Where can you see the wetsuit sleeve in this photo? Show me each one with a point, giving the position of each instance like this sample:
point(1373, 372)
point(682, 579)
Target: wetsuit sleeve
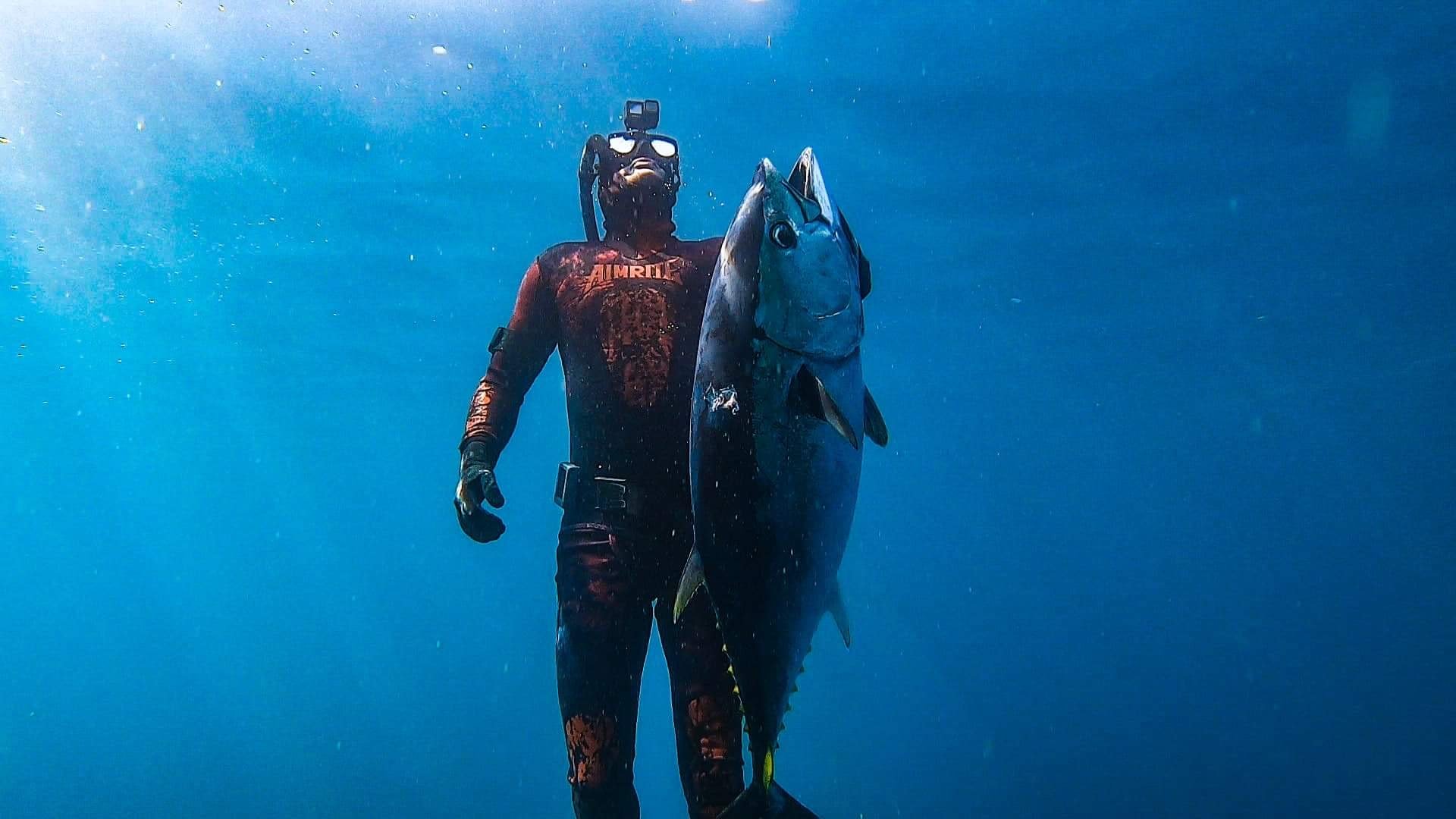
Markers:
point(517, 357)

══════

● **What you need to do**: Rewrite all of these lines, requests included, and raise every coordinate in the answers by 124. Leave the coordinates in the requests' format samples as they are, and omit the pictures.

● **Result**:
Where can you see the wetsuit sleeve in this photo? Show me each one with a point, giving the position of each instance like this sample:
point(1373, 372)
point(682, 579)
Target: wetsuit sleeve
Markers:
point(641, 481)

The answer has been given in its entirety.